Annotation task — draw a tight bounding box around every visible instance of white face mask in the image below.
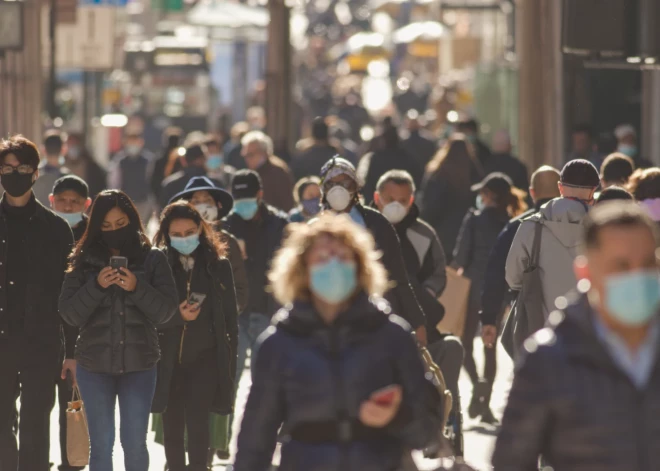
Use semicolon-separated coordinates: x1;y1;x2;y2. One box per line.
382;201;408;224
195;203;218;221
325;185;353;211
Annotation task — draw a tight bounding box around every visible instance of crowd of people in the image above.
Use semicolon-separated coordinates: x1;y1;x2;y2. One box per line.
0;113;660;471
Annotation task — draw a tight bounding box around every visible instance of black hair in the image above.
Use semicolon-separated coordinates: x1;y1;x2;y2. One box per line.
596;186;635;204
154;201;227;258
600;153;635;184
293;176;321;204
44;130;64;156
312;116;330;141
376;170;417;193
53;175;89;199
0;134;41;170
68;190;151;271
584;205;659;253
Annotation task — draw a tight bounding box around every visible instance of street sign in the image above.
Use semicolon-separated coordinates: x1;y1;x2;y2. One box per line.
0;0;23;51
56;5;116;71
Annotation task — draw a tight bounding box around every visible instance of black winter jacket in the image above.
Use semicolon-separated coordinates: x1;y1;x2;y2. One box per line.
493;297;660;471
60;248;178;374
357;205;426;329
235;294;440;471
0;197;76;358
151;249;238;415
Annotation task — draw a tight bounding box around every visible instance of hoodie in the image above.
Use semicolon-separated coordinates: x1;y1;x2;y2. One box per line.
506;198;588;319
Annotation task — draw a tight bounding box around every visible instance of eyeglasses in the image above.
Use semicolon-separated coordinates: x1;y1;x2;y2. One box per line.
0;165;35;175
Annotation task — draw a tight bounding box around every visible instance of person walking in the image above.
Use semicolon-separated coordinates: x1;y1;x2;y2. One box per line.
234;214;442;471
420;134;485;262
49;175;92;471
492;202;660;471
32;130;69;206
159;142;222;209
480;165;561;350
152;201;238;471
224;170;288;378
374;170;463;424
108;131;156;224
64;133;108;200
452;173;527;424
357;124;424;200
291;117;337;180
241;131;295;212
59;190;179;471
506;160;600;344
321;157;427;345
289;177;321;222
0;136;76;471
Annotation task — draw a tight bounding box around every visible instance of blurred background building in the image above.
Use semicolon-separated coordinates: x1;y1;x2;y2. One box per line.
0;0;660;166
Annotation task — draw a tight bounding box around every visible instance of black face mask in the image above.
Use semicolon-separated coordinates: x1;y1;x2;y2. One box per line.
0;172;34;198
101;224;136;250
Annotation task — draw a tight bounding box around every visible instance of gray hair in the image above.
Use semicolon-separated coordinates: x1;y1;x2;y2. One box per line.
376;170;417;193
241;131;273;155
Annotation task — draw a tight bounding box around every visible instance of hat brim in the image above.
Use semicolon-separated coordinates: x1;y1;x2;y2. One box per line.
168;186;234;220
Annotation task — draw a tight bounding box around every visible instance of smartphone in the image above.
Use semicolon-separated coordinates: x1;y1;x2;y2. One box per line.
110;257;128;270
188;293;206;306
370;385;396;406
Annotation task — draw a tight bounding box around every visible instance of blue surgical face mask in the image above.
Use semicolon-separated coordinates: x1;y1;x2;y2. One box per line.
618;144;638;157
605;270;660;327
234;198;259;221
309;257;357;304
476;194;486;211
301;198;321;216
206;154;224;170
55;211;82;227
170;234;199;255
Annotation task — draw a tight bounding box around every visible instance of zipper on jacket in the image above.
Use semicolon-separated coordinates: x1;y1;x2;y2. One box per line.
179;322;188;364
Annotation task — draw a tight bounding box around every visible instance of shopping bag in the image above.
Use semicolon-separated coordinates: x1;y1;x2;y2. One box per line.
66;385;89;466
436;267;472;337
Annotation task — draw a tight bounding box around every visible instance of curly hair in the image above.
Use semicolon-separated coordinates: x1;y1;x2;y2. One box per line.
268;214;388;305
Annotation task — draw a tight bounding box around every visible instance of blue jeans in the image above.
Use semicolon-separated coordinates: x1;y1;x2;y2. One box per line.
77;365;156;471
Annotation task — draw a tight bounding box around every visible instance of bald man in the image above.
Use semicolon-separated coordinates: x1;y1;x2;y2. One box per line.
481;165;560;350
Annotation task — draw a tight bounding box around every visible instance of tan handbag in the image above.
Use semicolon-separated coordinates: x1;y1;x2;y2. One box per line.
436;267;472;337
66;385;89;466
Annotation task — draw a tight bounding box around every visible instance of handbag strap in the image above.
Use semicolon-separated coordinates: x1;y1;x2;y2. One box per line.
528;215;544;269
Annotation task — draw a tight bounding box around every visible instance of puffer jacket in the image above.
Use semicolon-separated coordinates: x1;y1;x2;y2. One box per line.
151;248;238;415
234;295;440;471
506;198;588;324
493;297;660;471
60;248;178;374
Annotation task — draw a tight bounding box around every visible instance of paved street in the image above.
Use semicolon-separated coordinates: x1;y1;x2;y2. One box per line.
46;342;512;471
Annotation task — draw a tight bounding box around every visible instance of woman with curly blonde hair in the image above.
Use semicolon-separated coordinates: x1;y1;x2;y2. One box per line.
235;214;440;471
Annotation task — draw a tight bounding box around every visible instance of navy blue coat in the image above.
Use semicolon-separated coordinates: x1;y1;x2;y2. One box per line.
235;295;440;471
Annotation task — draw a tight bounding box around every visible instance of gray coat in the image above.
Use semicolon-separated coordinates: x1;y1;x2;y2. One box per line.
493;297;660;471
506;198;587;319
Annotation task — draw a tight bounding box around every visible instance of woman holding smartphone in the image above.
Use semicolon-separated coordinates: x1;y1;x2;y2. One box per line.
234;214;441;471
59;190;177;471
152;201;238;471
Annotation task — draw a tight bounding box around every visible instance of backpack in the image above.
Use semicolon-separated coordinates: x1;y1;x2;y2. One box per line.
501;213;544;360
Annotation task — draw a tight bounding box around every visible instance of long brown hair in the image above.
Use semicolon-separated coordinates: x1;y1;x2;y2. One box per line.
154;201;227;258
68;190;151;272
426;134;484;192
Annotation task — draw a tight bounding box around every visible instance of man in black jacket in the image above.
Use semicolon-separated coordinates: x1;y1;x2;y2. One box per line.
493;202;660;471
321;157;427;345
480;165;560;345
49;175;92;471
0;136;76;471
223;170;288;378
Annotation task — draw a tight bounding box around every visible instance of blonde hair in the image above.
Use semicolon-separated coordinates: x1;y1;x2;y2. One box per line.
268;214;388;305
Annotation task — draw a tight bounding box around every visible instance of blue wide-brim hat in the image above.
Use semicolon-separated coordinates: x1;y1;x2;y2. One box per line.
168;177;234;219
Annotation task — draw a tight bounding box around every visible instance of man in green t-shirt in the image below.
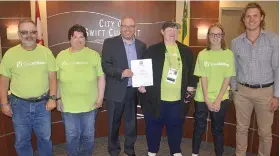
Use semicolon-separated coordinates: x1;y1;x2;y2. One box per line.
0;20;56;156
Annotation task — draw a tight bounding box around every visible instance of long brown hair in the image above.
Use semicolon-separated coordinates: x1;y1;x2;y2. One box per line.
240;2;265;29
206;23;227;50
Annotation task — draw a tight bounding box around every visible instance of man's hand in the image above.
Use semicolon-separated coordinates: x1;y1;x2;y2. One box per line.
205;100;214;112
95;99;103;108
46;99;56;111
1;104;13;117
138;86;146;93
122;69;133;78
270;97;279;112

▬▬▬▬▬▬

* WHAT YOU NEED TO DO *
Reproduce verbatim the lines from the one containing "black face mask in the image above." through the one containing "77;365;156;471", including both of those lines.

* CORRECT ANSWER *
Annotation task — draw a tight bounding box around every visible instance of black face mask in the image above.
Use semicolon-separated coordinates: x1;y1;x2;y2. One box per line.
0;172;34;198
101;224;136;250
Annotation task — draw a tight bounding box around every visible instance of gray hair in the image above.
Use semicolon-separated coordinates: x1;y1;x2;y2. One box per line.
376;170;417;193
241;131;273;155
Annotation task — draw a tight bounding box around every visible instance of hat brim in the image above.
Use semicolon-separated coordinates: x1;y1;x2;y2. One box per line.
168;186;234;220
Annotation task — draw a tight bounding box around every visible instance of smartphone in the image above.
Use semicolon-separated coordinates: x1;y1;x2;y2. One box per line.
110;257;128;270
188;293;206;306
370;385;396;406
Annotation task — draw a tight bounding box around every visible instance of blue surgical face mask in the image above.
Use semicolon-separated coordinates: x1;y1;x2;y2. One box per line.
618;144;638;157
605;270;660;327
234;198;259;221
309;257;357;304
476;194;486;211
301;198;321;216
206;154;224;170
55;211;82;227
170;234;199;255
Annotation task — draw a tight bounding box around every visible instance of zipper on jacket in the image above.
Use semicolon-separated coordinates: x1;y1;x2;y2. One box per line.
179;322;188;364
Annotation task — draw a tight bounding box around every visible instance of shopping bag in the image above.
Use semicolon-separated coordinates: x1;y1;x2;y2. One box per line.
66;385;89;466
436;267;472;337
Annotation task — draw a tight bounding box around every visible instance of curly hair in the image above.
Use semicolon-separated coordinates: x1;y1;x2;y2. One box per line.
268;214;388;305
Annotation task — draw a tight bounding box around every visible instance of blue jeans in the image above.
Use semicolon-separated coordinates: x1;y1;x2;y2. One box per line.
77;365;156;471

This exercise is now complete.